[Collected data]
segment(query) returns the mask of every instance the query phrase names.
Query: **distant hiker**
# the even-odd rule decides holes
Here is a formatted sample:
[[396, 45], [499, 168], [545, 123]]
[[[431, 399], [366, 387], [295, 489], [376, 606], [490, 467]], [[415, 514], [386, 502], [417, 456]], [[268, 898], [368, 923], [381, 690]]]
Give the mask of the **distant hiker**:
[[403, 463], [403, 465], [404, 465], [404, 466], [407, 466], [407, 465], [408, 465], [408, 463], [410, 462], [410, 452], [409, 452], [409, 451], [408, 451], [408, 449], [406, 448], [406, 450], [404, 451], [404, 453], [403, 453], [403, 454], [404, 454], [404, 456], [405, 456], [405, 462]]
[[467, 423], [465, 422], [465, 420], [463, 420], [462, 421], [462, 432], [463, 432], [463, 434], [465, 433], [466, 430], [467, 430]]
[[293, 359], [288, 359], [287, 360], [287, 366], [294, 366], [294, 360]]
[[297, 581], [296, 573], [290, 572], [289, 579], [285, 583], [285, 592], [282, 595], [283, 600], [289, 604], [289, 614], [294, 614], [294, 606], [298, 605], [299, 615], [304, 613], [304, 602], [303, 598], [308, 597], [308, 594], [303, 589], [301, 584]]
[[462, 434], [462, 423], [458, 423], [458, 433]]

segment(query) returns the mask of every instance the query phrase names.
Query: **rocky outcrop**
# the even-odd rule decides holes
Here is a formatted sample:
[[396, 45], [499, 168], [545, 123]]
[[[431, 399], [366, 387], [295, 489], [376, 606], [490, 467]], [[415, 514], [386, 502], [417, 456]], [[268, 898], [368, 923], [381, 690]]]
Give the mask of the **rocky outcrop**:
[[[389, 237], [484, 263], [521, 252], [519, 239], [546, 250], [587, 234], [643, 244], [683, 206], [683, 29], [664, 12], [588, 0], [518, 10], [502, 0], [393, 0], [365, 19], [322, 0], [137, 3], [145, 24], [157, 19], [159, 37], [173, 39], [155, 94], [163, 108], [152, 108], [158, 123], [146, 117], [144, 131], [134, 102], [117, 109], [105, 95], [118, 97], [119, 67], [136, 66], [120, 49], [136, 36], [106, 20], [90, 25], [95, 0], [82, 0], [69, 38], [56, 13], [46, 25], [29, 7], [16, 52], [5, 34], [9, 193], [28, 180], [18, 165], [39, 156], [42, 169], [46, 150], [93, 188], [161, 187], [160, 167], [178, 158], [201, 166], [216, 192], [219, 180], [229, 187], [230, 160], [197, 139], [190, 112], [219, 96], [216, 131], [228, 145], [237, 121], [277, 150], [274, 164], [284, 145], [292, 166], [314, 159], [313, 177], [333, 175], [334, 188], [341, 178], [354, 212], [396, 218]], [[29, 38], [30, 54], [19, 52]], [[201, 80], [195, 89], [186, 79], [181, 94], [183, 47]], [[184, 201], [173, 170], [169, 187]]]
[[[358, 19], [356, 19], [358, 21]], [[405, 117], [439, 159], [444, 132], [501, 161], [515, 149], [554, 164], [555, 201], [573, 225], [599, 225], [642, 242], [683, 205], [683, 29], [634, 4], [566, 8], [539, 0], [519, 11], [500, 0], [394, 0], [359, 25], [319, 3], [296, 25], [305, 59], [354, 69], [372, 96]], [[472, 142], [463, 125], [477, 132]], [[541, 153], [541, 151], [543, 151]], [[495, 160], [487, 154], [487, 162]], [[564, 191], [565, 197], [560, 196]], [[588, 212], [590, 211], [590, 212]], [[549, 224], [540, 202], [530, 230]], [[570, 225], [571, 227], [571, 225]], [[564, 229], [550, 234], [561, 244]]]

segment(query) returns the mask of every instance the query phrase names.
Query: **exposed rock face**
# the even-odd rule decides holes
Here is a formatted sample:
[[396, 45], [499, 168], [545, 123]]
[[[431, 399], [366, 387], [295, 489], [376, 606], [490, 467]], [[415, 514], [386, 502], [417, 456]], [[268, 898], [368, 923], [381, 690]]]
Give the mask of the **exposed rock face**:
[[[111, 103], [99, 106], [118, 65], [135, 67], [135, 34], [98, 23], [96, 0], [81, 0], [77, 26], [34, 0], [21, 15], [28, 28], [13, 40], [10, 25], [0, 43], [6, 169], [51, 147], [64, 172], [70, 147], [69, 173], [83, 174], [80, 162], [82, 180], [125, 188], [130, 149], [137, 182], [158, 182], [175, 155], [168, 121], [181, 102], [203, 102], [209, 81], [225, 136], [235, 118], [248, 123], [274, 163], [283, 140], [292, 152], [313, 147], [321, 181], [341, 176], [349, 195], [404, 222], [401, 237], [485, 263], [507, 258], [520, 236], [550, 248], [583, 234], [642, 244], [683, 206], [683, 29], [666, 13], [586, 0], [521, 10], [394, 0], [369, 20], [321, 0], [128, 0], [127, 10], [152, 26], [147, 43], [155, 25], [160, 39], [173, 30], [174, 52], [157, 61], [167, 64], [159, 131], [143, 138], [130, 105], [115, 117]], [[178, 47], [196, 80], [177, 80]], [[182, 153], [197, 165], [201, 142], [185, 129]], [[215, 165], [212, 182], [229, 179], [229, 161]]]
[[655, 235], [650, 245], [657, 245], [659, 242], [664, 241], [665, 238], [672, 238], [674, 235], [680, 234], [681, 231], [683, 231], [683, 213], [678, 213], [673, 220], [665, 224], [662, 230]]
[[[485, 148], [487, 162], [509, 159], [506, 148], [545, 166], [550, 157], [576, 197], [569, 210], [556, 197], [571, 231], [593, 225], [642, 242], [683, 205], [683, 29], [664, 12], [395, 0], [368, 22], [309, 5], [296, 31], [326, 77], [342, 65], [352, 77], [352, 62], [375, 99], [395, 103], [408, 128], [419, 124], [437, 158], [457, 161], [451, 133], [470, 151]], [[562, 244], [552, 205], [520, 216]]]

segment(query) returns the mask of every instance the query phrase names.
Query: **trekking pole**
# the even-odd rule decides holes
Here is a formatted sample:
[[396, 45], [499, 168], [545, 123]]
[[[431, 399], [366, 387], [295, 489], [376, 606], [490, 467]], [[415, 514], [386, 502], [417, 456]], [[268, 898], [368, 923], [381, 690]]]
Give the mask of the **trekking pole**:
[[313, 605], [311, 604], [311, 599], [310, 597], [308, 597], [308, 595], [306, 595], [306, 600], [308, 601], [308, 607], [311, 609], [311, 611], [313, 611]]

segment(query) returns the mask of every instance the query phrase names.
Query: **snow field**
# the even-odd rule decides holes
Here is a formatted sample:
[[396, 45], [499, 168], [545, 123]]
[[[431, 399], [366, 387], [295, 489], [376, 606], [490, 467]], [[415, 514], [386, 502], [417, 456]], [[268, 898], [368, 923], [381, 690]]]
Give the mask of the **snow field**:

WHAT TO PRODUCE: Each entry is to be given again, exactly as it stands.

EXERCISE SOLUTION:
segment(query) returns the mask of every instance the query phrase names.
Query: **distant hiker**
# the even-odd rule decides holes
Here is a formatted sample:
[[396, 45], [499, 168], [545, 123]]
[[[431, 399], [366, 387], [295, 489], [376, 606], [490, 467]], [[415, 514], [386, 502], [417, 456]], [[268, 898], [368, 923], [381, 690]]]
Give the mask of the **distant hiker**:
[[403, 463], [403, 465], [404, 465], [404, 466], [407, 466], [407, 465], [408, 465], [408, 463], [410, 462], [410, 452], [409, 452], [409, 451], [408, 451], [408, 449], [406, 448], [406, 450], [404, 451], [404, 453], [403, 453], [403, 454], [404, 454], [404, 456], [405, 456], [405, 462]]
[[467, 423], [465, 422], [465, 420], [463, 420], [462, 421], [462, 432], [463, 432], [463, 434], [465, 433], [466, 430], [467, 430]]
[[293, 359], [288, 359], [287, 360], [287, 366], [294, 366], [294, 360]]
[[297, 581], [296, 573], [290, 572], [289, 579], [285, 583], [285, 592], [282, 595], [283, 600], [289, 604], [289, 614], [294, 614], [294, 606], [298, 605], [299, 615], [304, 613], [304, 602], [303, 598], [308, 597], [308, 594], [303, 589], [301, 584]]
[[462, 434], [462, 423], [458, 423], [458, 433]]

segment(query) returns the mask of every instance the query phrase names.
Query: **rocky outcrop**
# the even-odd rule decides holes
Here is a formatted sample:
[[396, 45], [499, 168], [545, 123]]
[[[431, 399], [366, 387], [295, 489], [376, 606], [490, 467]], [[415, 514], [386, 502], [417, 456]], [[268, 898], [368, 923], [381, 690]]]
Give the mask of the **rocky outcrop**:
[[[389, 237], [484, 263], [521, 252], [519, 239], [546, 250], [587, 234], [643, 244], [683, 206], [683, 29], [664, 12], [588, 0], [518, 10], [502, 0], [393, 0], [365, 19], [322, 0], [137, 3], [145, 24], [157, 19], [159, 37], [173, 39], [155, 94], [163, 108], [152, 108], [158, 123], [146, 117], [144, 131], [134, 102], [117, 109], [105, 95], [118, 97], [119, 67], [136, 66], [120, 49], [136, 36], [106, 20], [90, 25], [95, 0], [82, 0], [69, 38], [56, 13], [46, 25], [29, 7], [16, 52], [5, 34], [9, 193], [28, 180], [18, 165], [39, 156], [42, 169], [46, 150], [93, 188], [161, 187], [160, 167], [178, 158], [201, 166], [216, 192], [219, 180], [229, 187], [230, 160], [197, 139], [190, 112], [219, 96], [216, 131], [228, 145], [237, 121], [277, 150], [274, 164], [284, 145], [292, 166], [314, 159], [313, 177], [333, 175], [334, 188], [341, 178], [354, 212], [396, 218]], [[29, 38], [30, 54], [19, 52]], [[201, 80], [195, 89], [186, 79], [181, 94], [183, 47]], [[184, 201], [173, 170], [169, 187]]]
[[[358, 19], [356, 19], [358, 21]], [[405, 117], [439, 159], [444, 132], [501, 161], [515, 149], [554, 164], [555, 201], [573, 225], [599, 225], [642, 242], [683, 205], [683, 29], [634, 4], [566, 8], [539, 0], [519, 11], [500, 0], [394, 0], [359, 25], [319, 3], [296, 25], [305, 59], [354, 69], [372, 96]], [[472, 142], [463, 125], [477, 132]], [[541, 153], [541, 151], [543, 151]], [[495, 160], [487, 154], [487, 162]], [[564, 191], [565, 197], [560, 196]], [[588, 212], [590, 211], [590, 212]], [[549, 224], [540, 202], [530, 230]], [[570, 225], [571, 227], [571, 225]], [[564, 229], [550, 234], [561, 244]]]

segment(query) returns the mask of every instance the query phrase names.
Query: **exposed rock face**
# the even-odd rule decides holes
Here is a formatted sample:
[[396, 45], [499, 168], [545, 123]]
[[[431, 399], [366, 387], [295, 489], [376, 606], [490, 467]], [[415, 514], [386, 502], [417, 456]], [[268, 898], [368, 923], [381, 690]]]
Give the mask of the **exposed rock face**:
[[[111, 103], [99, 106], [118, 65], [135, 67], [135, 34], [98, 23], [96, 0], [81, 0], [77, 26], [34, 0], [21, 15], [28, 28], [13, 40], [10, 25], [0, 43], [6, 169], [51, 147], [64, 172], [70, 147], [69, 173], [83, 174], [80, 162], [82, 180], [125, 188], [130, 149], [137, 182], [158, 182], [175, 155], [168, 121], [181, 102], [203, 102], [209, 81], [225, 136], [235, 118], [248, 123], [274, 163], [283, 140], [292, 152], [313, 147], [321, 181], [341, 176], [349, 195], [404, 222], [401, 237], [485, 263], [507, 258], [520, 236], [550, 248], [583, 234], [642, 244], [683, 206], [683, 29], [666, 13], [586, 0], [521, 10], [394, 0], [369, 20], [321, 0], [128, 0], [127, 10], [152, 26], [147, 43], [155, 25], [160, 39], [173, 30], [174, 52], [157, 61], [167, 64], [159, 131], [143, 138], [130, 105], [115, 117]], [[178, 47], [196, 80], [177, 80]], [[182, 153], [197, 165], [201, 142], [185, 129]], [[215, 165], [212, 182], [229, 179], [229, 161]]]
[[655, 235], [650, 245], [657, 245], [659, 242], [664, 241], [665, 238], [672, 238], [674, 235], [680, 234], [681, 231], [683, 231], [683, 213], [678, 213], [673, 220], [665, 224], [662, 230]]
[[[485, 148], [487, 162], [509, 159], [506, 148], [545, 166], [550, 157], [576, 197], [569, 210], [556, 197], [571, 231], [593, 225], [642, 242], [683, 205], [683, 29], [664, 12], [395, 0], [368, 22], [309, 5], [296, 31], [326, 77], [342, 65], [352, 77], [352, 62], [375, 99], [395, 103], [408, 128], [419, 124], [437, 158], [457, 161], [451, 133], [470, 151]], [[562, 244], [552, 205], [520, 216]]]

segment(query) returns the mask of every instance the query phrase names.
Query: **trekking pole**
# the even-odd rule decides holes
Here is a formatted sample:
[[396, 45], [499, 168], [545, 123]]
[[[431, 399], [366, 387], [295, 489], [376, 606], [490, 467]], [[415, 514], [386, 502], [417, 456]], [[268, 898], [368, 923], [381, 690]]]
Give the mask of the **trekking pole**:
[[313, 605], [311, 604], [311, 599], [310, 597], [308, 597], [308, 595], [306, 595], [306, 600], [308, 601], [308, 607], [311, 609], [311, 611], [313, 611]]

segment(query) returns the mask of every instance the query phrase names.
Query: **snow field**
# the even-odd rule decides holes
Here is a formatted sample:
[[396, 45], [499, 168], [545, 123]]
[[[431, 399], [366, 387], [295, 489], [376, 606], [490, 467]], [[415, 514], [386, 502], [417, 456]], [[268, 898], [368, 923], [381, 690]]]
Give the mask of the **snow field**:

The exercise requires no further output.